Task item: Every entry must appear in the output exactly as it does here.

Segment Start: Stored data

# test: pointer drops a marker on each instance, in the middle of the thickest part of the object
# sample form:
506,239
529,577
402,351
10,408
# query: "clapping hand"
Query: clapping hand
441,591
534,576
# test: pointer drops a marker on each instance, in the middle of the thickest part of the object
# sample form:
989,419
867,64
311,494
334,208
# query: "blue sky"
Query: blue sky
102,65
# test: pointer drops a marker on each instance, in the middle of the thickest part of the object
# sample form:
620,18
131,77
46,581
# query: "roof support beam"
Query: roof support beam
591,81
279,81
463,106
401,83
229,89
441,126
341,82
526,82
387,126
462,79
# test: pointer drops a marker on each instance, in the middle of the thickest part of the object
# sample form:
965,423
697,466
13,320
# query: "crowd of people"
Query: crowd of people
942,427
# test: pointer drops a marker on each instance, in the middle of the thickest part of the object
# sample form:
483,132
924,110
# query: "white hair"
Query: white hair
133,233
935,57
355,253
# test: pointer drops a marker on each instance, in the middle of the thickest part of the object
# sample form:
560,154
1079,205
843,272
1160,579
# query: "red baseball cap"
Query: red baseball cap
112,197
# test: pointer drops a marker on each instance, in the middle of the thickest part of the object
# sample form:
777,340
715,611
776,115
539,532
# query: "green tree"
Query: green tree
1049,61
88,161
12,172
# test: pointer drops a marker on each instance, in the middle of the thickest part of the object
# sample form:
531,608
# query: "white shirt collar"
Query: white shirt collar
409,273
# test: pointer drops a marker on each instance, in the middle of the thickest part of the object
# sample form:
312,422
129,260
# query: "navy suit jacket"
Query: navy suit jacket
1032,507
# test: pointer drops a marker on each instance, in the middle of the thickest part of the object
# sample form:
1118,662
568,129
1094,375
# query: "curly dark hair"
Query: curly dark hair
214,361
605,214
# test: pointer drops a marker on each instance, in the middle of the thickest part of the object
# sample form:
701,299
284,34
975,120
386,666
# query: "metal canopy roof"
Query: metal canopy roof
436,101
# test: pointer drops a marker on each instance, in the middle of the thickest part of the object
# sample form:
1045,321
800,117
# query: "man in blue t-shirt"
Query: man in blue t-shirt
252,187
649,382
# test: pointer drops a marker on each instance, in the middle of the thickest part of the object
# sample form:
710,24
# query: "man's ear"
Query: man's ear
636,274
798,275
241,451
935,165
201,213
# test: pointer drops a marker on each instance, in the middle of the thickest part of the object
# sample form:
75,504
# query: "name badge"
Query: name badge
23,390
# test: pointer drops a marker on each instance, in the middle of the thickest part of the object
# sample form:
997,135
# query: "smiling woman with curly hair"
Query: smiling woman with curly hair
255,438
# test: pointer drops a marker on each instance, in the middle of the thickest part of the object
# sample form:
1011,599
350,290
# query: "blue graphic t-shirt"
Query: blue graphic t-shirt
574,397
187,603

Segment End: Stored data

Response for this exercise:
# test: pointer drops a marker on each instance, in the middle of the thickest part of the object
# sample form:
506,239
529,577
402,351
10,408
# query: "clapping hand"
Query: clapping hand
441,591
534,576
# test: pointer drops a marker on each instance, in the middle of the thickest part of the object
# sample form:
989,419
867,64
311,494
334,208
# query: "blue sky"
Query: blue sky
102,65
# test: pointer drops a marker on each instance, in the middle of the thickest part of the object
# sample form:
620,18
131,77
46,581
# query: "roof support beam"
Query: roof support beam
591,81
279,81
463,106
401,83
229,89
441,126
341,82
526,82
387,126
462,79
# test: pointer drops a marker on each instance, in the middle of the thickest part of the object
# sample form:
965,423
697,466
13,320
# query: "crowd of people"
Query: crowd of people
942,427
# test: pointer drops a marker on each instance, in the middle of the thickest part of the object
# sample form:
483,132
924,110
# query: "white hair"
Query: white hair
133,233
935,57
355,253
# test: pointer drops a marker on each instance, in the middle of the thickest part of the object
# sample form:
560,154
1079,205
843,272
1160,579
# query: "red baseball cap"
Query: red baseball cap
112,197
# test: pointer drops a marker on each instance, in the middle of the thickest part of the object
# sample form:
777,340
715,611
776,115
539,532
# query: "green tree"
Query: green tree
1049,61
88,161
12,172
# test: pointer drops a marker on each instance, in the middle of the thickest part of the object
# sample form:
531,608
# query: "white shirt collar"
Query: white shirt collar
409,273
# test: pointer drops a marker on each instance, in the middle of the thickest part of the object
# sample form:
312,422
129,260
# query: "navy suit jacket"
Query: navy suit jacket
1032,507
# test: pointer drops a marker on each instance, in the middle of the thickest part of the object
# sample form:
1118,662
568,129
1094,375
# query: "curly dark hair"
Query: curly dark hair
214,361
605,214
# test: pointer drops a marker on each instance, in the middle of the thickest part of the object
# sample form:
701,299
284,34
975,120
386,666
# query: "metal canopy roof"
Query: metal canopy roof
436,101
# test: pointer drops a marker on each instance, in the middle of the thickest part of the object
# sample form:
1045,321
800,117
# query: "man in blue t-shirt"
Query: man in blue t-shirt
252,187
649,382
# test: pointer drops a marker on each instance, in the middle of the thickest part of the object
# sample form:
710,24
# query: "man's ear"
Query: man's ear
636,274
798,275
241,451
935,165
201,213
# test: pointer drops a marker on each instance, in the middle of the thickest part of the object
# sample form:
75,504
# query: "name badge"
Query: name badge
23,390
# test: pointer drops a marker on each instance, in the middle of the thickest part of the object
# sample form:
997,135
# query: "smiling woman with curly hair"
Query: smiling woman with curly hair
255,438
# test: pointer drops a marker on each instance, in the middle of the thickest part of the object
# sample form:
1011,599
350,290
# query: "blue graphic t-shirt"
Query: blue graphic t-shirt
574,397
187,603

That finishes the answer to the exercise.